[Object pointing dataset rows]
begin
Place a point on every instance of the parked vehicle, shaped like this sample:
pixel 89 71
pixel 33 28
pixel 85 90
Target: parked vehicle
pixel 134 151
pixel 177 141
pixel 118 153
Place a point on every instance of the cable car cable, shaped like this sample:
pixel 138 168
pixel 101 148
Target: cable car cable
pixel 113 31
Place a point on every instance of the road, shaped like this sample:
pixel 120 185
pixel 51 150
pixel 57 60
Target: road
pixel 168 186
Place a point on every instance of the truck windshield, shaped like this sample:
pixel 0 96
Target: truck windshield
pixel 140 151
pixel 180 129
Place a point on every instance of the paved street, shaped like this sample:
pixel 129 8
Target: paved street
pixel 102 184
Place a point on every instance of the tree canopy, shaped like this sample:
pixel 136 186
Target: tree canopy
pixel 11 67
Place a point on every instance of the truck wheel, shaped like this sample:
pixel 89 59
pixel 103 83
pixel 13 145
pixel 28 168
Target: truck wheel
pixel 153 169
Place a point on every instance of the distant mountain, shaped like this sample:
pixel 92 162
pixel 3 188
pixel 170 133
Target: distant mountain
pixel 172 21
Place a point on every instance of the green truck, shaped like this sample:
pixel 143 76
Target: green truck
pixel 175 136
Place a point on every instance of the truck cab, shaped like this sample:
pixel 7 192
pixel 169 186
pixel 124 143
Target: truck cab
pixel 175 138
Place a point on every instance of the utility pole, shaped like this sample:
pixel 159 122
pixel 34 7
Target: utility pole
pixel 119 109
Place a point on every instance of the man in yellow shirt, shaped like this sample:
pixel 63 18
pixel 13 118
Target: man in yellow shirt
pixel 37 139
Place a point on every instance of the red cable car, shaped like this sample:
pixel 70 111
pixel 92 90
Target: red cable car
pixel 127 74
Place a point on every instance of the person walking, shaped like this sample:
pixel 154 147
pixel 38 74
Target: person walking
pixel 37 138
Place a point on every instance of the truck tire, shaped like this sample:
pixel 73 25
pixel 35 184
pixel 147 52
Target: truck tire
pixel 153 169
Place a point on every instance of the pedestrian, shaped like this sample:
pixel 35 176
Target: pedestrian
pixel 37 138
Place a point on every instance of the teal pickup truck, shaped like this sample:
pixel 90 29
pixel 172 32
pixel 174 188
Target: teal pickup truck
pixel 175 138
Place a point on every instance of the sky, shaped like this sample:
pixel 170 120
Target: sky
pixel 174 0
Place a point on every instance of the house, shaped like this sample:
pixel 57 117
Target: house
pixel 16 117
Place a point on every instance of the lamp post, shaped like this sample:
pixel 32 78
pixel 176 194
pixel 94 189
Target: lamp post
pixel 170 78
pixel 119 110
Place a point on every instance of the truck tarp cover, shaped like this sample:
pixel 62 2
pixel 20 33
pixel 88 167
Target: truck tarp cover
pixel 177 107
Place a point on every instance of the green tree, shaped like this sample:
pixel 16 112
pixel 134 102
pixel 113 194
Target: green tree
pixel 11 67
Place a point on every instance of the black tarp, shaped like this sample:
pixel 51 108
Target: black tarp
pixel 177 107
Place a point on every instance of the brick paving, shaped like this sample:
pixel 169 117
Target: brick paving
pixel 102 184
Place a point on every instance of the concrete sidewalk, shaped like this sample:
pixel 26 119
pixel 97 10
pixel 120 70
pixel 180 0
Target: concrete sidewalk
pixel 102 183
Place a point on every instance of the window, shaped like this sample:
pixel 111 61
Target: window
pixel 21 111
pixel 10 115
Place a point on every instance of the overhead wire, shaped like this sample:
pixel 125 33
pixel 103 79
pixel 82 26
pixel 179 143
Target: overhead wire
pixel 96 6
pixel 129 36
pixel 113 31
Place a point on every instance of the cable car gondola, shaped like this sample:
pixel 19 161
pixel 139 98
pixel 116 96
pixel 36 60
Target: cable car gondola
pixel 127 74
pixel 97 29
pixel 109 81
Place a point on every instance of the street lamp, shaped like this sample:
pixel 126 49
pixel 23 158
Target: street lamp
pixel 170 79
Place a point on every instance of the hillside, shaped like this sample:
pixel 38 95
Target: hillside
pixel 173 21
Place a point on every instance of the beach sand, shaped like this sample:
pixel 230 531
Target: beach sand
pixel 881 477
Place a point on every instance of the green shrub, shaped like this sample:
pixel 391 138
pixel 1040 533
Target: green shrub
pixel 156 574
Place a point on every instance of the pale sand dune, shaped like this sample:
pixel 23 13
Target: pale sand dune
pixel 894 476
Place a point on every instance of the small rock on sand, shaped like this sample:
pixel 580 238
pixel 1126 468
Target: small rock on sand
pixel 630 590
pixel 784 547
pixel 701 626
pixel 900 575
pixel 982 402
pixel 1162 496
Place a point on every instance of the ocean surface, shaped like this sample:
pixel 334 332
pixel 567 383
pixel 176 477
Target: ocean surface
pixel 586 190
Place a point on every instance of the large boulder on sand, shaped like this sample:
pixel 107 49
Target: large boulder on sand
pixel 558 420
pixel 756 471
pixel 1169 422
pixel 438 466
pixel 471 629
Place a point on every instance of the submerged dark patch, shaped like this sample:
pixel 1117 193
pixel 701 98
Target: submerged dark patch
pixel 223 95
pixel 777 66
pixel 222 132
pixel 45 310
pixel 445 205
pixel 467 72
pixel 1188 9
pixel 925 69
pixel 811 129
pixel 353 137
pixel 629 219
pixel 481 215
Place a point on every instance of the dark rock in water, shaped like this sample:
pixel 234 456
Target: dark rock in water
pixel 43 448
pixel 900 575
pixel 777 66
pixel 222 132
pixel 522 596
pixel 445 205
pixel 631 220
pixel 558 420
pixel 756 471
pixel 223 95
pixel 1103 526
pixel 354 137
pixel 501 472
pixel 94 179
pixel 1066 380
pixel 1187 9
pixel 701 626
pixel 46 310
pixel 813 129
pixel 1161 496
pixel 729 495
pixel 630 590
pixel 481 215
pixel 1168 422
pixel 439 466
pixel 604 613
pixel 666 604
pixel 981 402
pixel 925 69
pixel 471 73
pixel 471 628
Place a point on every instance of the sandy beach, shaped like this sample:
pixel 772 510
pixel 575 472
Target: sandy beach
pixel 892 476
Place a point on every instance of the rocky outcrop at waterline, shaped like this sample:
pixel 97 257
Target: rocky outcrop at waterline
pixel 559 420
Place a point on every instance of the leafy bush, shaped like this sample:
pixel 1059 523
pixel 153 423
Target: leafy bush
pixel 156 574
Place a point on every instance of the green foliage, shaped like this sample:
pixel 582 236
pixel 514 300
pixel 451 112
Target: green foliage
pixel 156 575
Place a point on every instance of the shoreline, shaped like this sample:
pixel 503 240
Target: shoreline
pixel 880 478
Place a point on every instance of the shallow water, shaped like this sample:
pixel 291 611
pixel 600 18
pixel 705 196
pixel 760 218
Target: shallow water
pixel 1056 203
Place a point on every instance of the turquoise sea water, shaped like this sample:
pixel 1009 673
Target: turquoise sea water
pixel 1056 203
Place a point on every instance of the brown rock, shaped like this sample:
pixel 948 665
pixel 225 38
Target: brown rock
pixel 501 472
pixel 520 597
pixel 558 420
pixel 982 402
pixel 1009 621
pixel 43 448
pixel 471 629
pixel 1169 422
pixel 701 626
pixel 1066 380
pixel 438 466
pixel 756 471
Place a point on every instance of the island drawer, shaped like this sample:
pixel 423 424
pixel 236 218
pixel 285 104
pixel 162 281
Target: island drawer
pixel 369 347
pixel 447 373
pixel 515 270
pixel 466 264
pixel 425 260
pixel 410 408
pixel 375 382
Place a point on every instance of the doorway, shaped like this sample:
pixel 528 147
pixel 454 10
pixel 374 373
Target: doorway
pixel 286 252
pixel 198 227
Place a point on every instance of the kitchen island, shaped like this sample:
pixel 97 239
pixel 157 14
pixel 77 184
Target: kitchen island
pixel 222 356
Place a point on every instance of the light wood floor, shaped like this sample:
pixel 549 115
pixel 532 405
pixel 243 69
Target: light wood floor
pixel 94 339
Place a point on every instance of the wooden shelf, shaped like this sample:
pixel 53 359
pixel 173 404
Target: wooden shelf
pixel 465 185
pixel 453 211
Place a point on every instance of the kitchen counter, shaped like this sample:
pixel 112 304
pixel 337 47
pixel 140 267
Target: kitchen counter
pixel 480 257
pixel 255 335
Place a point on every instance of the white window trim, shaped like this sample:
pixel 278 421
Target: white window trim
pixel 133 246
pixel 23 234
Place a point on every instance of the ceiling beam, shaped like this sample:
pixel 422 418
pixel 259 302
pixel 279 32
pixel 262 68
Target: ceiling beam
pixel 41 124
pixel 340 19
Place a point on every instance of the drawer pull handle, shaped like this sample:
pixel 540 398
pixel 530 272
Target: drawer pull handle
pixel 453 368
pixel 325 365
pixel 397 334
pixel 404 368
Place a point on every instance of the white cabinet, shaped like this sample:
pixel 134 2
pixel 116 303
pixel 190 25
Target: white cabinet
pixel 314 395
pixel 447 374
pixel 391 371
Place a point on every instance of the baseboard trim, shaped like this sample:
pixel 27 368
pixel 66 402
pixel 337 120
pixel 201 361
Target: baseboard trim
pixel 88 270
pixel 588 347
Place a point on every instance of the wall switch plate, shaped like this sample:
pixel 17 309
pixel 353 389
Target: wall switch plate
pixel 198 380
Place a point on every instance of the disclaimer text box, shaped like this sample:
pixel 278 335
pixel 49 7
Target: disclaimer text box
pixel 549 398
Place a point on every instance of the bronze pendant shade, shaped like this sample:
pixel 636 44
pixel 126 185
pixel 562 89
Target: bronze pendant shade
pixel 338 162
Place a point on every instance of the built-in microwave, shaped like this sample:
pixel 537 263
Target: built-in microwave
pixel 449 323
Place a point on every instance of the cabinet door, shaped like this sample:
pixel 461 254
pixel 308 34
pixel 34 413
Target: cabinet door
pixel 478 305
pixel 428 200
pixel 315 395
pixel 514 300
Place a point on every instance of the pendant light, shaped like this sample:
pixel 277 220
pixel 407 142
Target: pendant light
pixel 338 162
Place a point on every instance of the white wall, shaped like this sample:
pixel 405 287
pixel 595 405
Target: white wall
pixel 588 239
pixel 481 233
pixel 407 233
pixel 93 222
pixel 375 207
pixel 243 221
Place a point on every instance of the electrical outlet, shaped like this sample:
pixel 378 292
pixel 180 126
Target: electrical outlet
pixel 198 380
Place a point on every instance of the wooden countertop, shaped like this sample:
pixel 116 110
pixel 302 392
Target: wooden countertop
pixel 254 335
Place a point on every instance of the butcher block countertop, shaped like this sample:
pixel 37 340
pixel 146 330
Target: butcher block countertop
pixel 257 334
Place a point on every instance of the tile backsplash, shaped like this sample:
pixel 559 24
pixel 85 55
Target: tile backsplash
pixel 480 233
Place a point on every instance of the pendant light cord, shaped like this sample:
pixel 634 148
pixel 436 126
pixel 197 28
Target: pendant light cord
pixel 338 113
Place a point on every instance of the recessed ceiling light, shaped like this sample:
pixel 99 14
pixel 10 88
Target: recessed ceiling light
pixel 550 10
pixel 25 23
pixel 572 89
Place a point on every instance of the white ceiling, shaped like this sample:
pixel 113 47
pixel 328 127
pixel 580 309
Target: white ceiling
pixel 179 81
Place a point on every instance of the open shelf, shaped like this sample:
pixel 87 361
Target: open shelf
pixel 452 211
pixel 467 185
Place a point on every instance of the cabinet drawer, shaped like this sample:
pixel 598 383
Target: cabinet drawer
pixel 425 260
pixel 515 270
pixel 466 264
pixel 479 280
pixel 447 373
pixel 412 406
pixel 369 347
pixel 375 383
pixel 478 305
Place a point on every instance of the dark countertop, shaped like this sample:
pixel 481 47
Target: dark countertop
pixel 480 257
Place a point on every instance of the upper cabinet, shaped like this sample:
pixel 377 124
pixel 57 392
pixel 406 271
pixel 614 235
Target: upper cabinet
end
(Exercise instructions)
From the line containing "Place a point on every instance of the tile" down to the final line of the data, write out every line exactly; both the first and last of these belong in your answer, and nothing else does.

(Problem solution)
Place a point on every instance of the tile backsplash, shaped like this sample:
pixel 559 24
pixel 85 55
Target: tile backsplash
pixel 480 233
Place a point on every instance of the pendant light cord, shaped like this sample:
pixel 634 148
pixel 436 126
pixel 197 28
Target: pendant light cord
pixel 338 113
Place a point on every instance of the recessed ceiling light, shaped like this sample:
pixel 99 14
pixel 10 88
Target: recessed ceiling light
pixel 550 10
pixel 25 23
pixel 572 89
Place a point on every instance of the white ceiling, shaped like this sample:
pixel 113 47
pixel 328 127
pixel 580 309
Target: white ceiling
pixel 179 81
Place a point on every instance of the open shelf, shaped like this sample:
pixel 87 361
Target: open shelf
pixel 452 211
pixel 467 185
Place a point on every instance of the cabinet drawer, shaped like this sample:
pixel 598 383
Target: cabinet drawer
pixel 425 260
pixel 515 270
pixel 466 264
pixel 479 280
pixel 447 373
pixel 412 406
pixel 369 347
pixel 375 383
pixel 478 305
Place a point on every instance of the dark countertop, shaped like this sample:
pixel 481 47
Target: dark countertop
pixel 480 257
Place a point on every instance of the upper cabinet, shaped like this sample:
pixel 377 124
pixel 57 392
pixel 406 271
pixel 614 235
Target: upper cabinet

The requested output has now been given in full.